--- start of Records for the task ---
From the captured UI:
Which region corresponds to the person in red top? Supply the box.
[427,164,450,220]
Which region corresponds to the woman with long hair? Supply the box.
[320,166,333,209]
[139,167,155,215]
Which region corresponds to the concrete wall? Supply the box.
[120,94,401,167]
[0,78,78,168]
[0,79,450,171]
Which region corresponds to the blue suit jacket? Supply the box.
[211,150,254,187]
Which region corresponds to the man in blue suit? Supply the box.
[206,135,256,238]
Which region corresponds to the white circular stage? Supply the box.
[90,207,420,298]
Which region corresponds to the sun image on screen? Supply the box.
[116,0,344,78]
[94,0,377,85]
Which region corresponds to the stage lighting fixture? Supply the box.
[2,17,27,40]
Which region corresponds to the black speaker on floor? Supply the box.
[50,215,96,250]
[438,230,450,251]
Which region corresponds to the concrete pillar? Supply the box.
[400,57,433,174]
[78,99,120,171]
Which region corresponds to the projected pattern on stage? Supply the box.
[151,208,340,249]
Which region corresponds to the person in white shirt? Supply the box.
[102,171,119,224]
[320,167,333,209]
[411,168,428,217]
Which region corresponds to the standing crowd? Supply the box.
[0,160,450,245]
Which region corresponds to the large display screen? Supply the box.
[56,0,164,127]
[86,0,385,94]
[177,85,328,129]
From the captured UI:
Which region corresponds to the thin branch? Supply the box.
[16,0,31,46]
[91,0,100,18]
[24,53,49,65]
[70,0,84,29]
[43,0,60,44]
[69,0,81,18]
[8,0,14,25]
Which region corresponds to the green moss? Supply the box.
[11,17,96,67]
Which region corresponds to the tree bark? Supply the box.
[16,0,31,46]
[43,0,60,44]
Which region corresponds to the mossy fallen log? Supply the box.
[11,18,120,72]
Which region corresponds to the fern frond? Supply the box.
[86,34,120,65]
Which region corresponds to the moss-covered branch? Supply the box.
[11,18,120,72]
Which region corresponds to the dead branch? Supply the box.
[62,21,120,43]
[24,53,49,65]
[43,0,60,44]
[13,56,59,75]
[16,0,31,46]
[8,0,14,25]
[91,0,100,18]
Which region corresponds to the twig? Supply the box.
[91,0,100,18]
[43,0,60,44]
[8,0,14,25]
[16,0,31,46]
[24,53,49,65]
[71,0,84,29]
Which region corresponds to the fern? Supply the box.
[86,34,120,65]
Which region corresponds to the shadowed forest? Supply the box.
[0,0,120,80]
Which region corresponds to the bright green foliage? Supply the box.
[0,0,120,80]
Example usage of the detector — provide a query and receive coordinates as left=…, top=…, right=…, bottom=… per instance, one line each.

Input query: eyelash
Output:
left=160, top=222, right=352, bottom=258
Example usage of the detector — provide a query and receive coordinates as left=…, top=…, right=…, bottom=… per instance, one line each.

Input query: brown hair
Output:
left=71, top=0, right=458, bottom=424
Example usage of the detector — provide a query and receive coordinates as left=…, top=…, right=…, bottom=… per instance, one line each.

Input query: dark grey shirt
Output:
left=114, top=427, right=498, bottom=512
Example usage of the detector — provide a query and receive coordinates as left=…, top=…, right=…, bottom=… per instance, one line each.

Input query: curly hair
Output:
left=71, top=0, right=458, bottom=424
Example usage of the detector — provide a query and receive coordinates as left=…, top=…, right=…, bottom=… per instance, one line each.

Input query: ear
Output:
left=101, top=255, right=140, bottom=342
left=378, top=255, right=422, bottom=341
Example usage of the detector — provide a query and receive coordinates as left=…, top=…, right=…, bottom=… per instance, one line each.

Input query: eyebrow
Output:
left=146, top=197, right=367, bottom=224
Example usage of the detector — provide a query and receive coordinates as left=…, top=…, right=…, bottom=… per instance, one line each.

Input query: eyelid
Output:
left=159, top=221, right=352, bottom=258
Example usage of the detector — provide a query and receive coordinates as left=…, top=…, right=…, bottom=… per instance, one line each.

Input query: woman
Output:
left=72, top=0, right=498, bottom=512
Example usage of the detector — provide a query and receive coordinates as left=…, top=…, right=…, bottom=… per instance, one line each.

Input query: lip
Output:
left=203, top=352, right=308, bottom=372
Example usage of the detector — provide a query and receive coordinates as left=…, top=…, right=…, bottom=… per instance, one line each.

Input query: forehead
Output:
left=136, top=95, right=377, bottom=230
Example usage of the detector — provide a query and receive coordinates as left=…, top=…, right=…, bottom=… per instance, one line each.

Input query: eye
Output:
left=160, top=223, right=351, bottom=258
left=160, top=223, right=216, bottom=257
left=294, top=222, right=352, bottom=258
--- end of Records for the task ---
--- start of Records for the task ---
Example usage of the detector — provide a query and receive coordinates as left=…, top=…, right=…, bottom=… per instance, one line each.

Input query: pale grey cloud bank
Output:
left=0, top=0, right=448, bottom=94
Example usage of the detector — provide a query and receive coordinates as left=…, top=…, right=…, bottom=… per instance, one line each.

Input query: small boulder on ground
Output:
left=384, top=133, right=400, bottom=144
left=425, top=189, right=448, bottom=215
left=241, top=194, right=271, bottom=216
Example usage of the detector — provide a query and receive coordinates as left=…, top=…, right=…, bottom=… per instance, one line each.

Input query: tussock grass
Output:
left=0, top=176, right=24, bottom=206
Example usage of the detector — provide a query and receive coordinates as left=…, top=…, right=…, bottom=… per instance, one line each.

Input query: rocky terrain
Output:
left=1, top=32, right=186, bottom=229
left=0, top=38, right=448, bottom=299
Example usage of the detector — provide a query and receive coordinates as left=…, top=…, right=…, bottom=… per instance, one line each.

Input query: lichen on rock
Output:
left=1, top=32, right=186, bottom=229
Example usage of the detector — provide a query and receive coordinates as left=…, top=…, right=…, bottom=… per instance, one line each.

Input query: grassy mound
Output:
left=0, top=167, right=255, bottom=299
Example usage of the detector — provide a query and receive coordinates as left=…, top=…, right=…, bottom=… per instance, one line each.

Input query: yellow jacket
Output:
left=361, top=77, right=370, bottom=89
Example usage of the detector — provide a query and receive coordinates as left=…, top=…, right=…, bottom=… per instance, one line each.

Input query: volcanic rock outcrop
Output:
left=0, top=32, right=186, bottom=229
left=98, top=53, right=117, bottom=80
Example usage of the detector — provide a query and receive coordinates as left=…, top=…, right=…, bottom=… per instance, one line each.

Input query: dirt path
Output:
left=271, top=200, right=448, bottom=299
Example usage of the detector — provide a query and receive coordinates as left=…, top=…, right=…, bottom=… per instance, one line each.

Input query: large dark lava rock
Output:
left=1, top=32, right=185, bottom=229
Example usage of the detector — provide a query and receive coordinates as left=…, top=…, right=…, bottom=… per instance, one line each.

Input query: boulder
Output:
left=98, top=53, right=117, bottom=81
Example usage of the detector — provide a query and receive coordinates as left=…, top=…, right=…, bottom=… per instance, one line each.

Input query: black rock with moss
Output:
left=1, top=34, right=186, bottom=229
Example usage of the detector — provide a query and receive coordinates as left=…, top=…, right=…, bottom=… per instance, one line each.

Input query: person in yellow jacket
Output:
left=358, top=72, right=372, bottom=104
--- end of Records for the task ---
■ **Instruction**:
Give the stretch of the listing that opens with the line containing "Which region corresponds to the concrete pillar?" and closes with the line containing "[177,85,328,129]" as a Markdown table with the columns Row and Line. Number each line in Row, put its text in Line, and skip any blank lines.

■ **Solution for this task**:
| Row | Line |
|---|---|
| 1 | Which region corresponds to the concrete pillar? Supply the box. |
| 2 | [400,57,433,174] |
| 3 | [78,99,120,171] |
| 4 | Which region corresponds to the projected pattern on stage? Supply the box. |
| 5 | [151,208,340,249] |
| 6 | Which region corresponds to the person in white shirt? Supply the box. |
| 7 | [102,171,119,224] |
| 8 | [320,167,333,209] |
| 9 | [411,168,428,217] |
| 10 | Which region corresponds to the standing crowd? Supply the box. |
| 11 | [0,160,450,245] |
| 12 | Which region corresponds to the large display screen? Supply the box. |
| 13 | [56,0,164,127] |
| 14 | [86,0,385,94] |
| 15 | [177,85,328,129] |